• **SOURCE DATA**:
## Begin

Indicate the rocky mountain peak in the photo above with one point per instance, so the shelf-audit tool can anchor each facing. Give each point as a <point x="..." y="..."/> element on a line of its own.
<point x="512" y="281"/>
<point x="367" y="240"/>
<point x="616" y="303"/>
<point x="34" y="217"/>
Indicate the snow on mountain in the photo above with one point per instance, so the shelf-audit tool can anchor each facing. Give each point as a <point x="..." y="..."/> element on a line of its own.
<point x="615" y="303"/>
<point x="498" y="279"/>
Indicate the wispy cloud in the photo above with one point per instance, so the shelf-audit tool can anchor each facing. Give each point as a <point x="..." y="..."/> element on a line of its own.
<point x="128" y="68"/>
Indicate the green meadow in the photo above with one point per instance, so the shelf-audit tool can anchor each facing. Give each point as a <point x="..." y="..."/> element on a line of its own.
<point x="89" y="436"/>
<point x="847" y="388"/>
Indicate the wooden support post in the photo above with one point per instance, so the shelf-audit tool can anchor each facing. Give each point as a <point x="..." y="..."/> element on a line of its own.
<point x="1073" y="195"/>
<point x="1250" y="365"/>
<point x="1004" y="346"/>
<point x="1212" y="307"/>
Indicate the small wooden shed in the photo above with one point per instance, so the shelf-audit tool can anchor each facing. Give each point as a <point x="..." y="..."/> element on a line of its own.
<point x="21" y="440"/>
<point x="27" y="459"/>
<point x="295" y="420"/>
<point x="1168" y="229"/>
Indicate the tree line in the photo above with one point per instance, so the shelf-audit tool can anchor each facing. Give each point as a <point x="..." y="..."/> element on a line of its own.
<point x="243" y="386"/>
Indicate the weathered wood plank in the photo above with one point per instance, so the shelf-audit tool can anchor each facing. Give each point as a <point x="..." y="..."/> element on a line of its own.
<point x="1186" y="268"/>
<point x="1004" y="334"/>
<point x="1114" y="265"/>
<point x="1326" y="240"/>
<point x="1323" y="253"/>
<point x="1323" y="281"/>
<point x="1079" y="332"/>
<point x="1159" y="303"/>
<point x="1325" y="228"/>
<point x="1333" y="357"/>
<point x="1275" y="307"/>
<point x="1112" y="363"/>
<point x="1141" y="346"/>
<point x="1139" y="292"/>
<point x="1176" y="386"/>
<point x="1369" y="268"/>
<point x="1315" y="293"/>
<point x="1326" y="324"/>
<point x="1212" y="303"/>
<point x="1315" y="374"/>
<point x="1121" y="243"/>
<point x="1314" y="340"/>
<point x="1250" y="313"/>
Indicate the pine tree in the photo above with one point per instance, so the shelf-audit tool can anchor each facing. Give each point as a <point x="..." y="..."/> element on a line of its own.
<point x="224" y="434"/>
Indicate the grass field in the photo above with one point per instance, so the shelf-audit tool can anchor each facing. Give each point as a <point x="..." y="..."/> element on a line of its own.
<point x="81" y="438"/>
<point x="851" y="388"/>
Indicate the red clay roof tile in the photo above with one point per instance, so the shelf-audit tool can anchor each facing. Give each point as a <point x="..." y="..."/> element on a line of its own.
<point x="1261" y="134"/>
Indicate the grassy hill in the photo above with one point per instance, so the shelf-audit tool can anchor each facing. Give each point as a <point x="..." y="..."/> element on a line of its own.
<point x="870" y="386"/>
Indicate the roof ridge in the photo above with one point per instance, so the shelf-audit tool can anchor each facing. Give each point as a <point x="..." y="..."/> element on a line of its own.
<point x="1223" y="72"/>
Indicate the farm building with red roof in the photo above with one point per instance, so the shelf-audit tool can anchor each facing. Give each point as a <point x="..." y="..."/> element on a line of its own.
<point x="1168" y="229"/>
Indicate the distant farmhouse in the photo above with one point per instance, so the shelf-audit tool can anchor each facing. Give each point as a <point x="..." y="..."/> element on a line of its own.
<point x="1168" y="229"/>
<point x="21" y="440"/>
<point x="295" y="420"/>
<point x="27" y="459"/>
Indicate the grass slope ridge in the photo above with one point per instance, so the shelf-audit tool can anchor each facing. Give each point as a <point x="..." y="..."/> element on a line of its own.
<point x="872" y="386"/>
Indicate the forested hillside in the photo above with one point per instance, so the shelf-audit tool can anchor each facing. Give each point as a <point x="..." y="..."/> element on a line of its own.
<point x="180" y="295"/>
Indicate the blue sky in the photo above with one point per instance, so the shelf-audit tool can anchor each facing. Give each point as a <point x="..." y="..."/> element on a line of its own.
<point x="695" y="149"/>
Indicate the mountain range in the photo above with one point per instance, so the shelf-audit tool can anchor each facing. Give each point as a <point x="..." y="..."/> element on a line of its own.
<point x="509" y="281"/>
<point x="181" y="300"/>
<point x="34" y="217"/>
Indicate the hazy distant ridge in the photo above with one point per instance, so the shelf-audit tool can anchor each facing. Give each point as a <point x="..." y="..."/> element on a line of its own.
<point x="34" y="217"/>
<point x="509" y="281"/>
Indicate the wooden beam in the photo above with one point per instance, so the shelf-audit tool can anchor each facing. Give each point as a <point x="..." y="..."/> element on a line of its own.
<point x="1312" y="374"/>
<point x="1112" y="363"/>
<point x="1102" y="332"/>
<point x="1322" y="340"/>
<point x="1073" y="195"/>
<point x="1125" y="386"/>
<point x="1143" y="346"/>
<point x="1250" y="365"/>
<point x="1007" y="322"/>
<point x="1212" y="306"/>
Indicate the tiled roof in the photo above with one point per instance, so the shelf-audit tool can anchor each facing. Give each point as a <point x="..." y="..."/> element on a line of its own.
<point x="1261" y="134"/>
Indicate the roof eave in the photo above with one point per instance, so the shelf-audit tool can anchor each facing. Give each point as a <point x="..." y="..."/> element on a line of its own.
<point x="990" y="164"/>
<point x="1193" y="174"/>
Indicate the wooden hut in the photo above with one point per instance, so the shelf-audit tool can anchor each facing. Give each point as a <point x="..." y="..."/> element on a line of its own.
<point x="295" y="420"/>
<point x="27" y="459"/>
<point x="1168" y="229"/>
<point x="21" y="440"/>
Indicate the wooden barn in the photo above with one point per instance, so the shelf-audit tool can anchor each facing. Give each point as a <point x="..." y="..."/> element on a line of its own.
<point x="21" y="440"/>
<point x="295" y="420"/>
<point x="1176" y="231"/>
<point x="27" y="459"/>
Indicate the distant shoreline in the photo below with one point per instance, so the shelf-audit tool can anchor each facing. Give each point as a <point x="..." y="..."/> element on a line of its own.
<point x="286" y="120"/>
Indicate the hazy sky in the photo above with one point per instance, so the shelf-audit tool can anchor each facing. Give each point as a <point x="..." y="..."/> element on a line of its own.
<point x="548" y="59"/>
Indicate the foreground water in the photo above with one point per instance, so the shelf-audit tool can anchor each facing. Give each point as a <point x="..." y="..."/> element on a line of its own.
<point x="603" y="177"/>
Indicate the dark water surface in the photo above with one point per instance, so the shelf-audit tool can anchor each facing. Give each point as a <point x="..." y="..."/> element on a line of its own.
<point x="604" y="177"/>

## End

• **GOAL**: Each line above must be reproduced exactly as it stands.

• **WRITTEN RESPONSE**:
Indicate the rocky mountain peak in the photo above with one point per instance, so the shelf-audit tool can anchor each facing. Give each point as a <point x="..." y="..."/> element on a line of its own.
<point x="512" y="281"/>
<point x="367" y="240"/>
<point x="616" y="303"/>
<point x="34" y="217"/>
Indicate the snow on mountain in the photo above with one point per instance, so the shelf-audit tool can anchor each facing. Give each point as a <point x="..." y="..."/> element on a line of its own.
<point x="615" y="303"/>
<point x="498" y="279"/>
Indicate the wispy cloud in the photo above with one point per instance, so the shelf-audit tool can anchor each facing. Give each point as a <point x="..." y="..."/> element on a line of its own.
<point x="128" y="68"/>
Indicate the green meadow in the photo above with one point per instance, so the shelf-audit tool can anchor each facing. Give each point as a <point x="..." y="..."/> element on a line of its own.
<point x="89" y="436"/>
<point x="847" y="388"/>
Indicate the wooden support post in the photo above with one point per instance, so the shelf-audit tool can anchor each facing. Give each point as a <point x="..." y="..."/> element on a line of its own.
<point x="1073" y="195"/>
<point x="1250" y="365"/>
<point x="1004" y="346"/>
<point x="1212" y="307"/>
Indicate the small wooden shed in the photo above with one point per instance, so the shelf-audit tool can anchor each facing. Give each point as a <point x="..." y="..."/> element on a line of its own.
<point x="21" y="440"/>
<point x="27" y="459"/>
<point x="295" y="420"/>
<point x="1168" y="229"/>
Indicate the tree line in the photo above with one point per instance, so the shelf-audit tool can anchor each facing. Give each point as a <point x="..." y="..."/> element on a line of its own.
<point x="243" y="386"/>
Indicate the weathered wood plank in the photo above with one point per instance, so the shelf-audit tool can anchor each facing. Give each point as a <point x="..." y="..."/> element on a line of its own.
<point x="1186" y="268"/>
<point x="1004" y="334"/>
<point x="1114" y="265"/>
<point x="1326" y="240"/>
<point x="1323" y="253"/>
<point x="1323" y="281"/>
<point x="1079" y="332"/>
<point x="1159" y="303"/>
<point x="1325" y="228"/>
<point x="1333" y="357"/>
<point x="1275" y="307"/>
<point x="1112" y="363"/>
<point x="1141" y="346"/>
<point x="1139" y="292"/>
<point x="1176" y="386"/>
<point x="1369" y="268"/>
<point x="1315" y="293"/>
<point x="1326" y="324"/>
<point x="1212" y="303"/>
<point x="1315" y="374"/>
<point x="1121" y="243"/>
<point x="1314" y="340"/>
<point x="1250" y="313"/>
Indicate the pine tree in the photo above with one point per instance, so the shelf-audit tool can anchor each facing. Give each point as a <point x="..." y="..."/> element on a line of its own.
<point x="224" y="434"/>
Indicate the grass field in the photo above with one point per instance, so the shelf-audit tool can anchor each facing. Give each point as a <point x="..." y="..."/> element on a line of its own.
<point x="81" y="438"/>
<point x="851" y="388"/>
Indicate the red clay roof tile in the photo above with one point per instance, so the shelf-audit tool can anchor each facing. Give each point as a <point x="..." y="..."/> element on a line of its own.
<point x="1261" y="134"/>
Indicate the grassy hill in the photo above with one point per instance, so the shelf-audit tool can anchor each facing. Give each point as a <point x="..." y="..."/> element on a line of its own.
<point x="870" y="386"/>
Indicate the roof ridge in the photo above with one point per instance, so the shelf-audit tool can anchor each facing. Give each point as a <point x="..." y="..."/> element on a line of its own.
<point x="1223" y="72"/>
Indicate the farm building with red roof in the photo above with one point per instance, so the shelf-audit tool can anchor each facing. Give each point as a <point x="..." y="..."/> element on a line of its own.
<point x="1168" y="229"/>
Indicate the distant farmhouse in the photo above with one point per instance, so the shelf-audit tool can anchor each facing. Give each point as a <point x="..." y="..."/> element on a line of its own.
<point x="1168" y="229"/>
<point x="21" y="440"/>
<point x="295" y="420"/>
<point x="27" y="459"/>
Indicate the grass slope ridge in the photo above with one point per instance, so the shelf-audit tool can anchor each facing. Give each point as a <point x="..." y="..."/> element on a line of its own.
<point x="872" y="386"/>
Indicate the forested hillside in the photo above with one point per instance, so the shelf-audit tool can anchor each facing. Give each point as a <point x="..." y="..."/> element on a line of its own.
<point x="180" y="295"/>
Indicate the blue sky in the photo above with one point per instance, so the shelf-audit tool can anchor each facing. Give each point as a <point x="..." y="..."/> element on a line of its own.
<point x="695" y="149"/>
Indicate the mountain range in the photo above with one point per instance, so the shelf-audit tool can anchor each facing. Give each point as a <point x="..." y="..."/> element on a line of its own.
<point x="509" y="281"/>
<point x="181" y="300"/>
<point x="34" y="217"/>
Indicate the hazy distant ridge in the photo above with one point per instance, so the shelf-audit tool can anchor each facing. Give each point as a <point x="..." y="..."/> element on a line of its own.
<point x="34" y="217"/>
<point x="509" y="281"/>
Indicate the wooden beam in the photo above with one point per instance, so the shelf-audit tool can anchor each facing. Give each point as a <point x="..." y="..."/> element on a line of its own.
<point x="1312" y="374"/>
<point x="1112" y="363"/>
<point x="1102" y="332"/>
<point x="1322" y="340"/>
<point x="1073" y="195"/>
<point x="1125" y="386"/>
<point x="1143" y="346"/>
<point x="1250" y="365"/>
<point x="1007" y="322"/>
<point x="1212" y="306"/>
Indicate the tiled roof in the photo above with one point per instance, so the shelf-audit tool can anchor each facing. Give each point as a <point x="..." y="..."/> element on a line of its own.
<point x="1261" y="134"/>
Indicate the roof eave in the photo above with one point per instance, so the shelf-audit tool can anchor each facing. Give each point as a <point x="..." y="..."/> element on a line of its own.
<point x="990" y="164"/>
<point x="1193" y="174"/>
Indicate the wooden hut in the photo above with one point per instance, so the shelf-audit tool can anchor each facing. Give each point as a <point x="..." y="..."/> element on a line of its own.
<point x="295" y="420"/>
<point x="27" y="459"/>
<point x="1168" y="229"/>
<point x="21" y="440"/>
Indicate the wooden barn in the photo above with one point per instance, so the shelf-audit tool can anchor each facing. Give each point as a <point x="..." y="..."/> element on a line of its own.
<point x="21" y="440"/>
<point x="295" y="420"/>
<point x="1176" y="231"/>
<point x="27" y="459"/>
Indicate the distant shoreline in the photo below with one point per instance, so the shelf-audit tool can anchor each facing. Give each point as a <point x="..." y="..."/> element on a line of its own.
<point x="286" y="120"/>
Indicate the hazy sky in the photo above with one point per instance, so the shelf-audit tool can anchor each facing. Give each point as a <point x="..." y="..."/> element on a line of its own.
<point x="548" y="59"/>
Indicate the foreground water in the photo above with one point per instance, so the shelf-audit tool can anchor each facing. Give each point as a <point x="..." y="..."/> element on a line of its own.
<point x="603" y="177"/>
Indicate the dark water surface in the photo above with one point per instance, so the shelf-audit tool can anchor each facing. Give each point as a <point x="..." y="..."/> element on a line of its own.
<point x="604" y="177"/>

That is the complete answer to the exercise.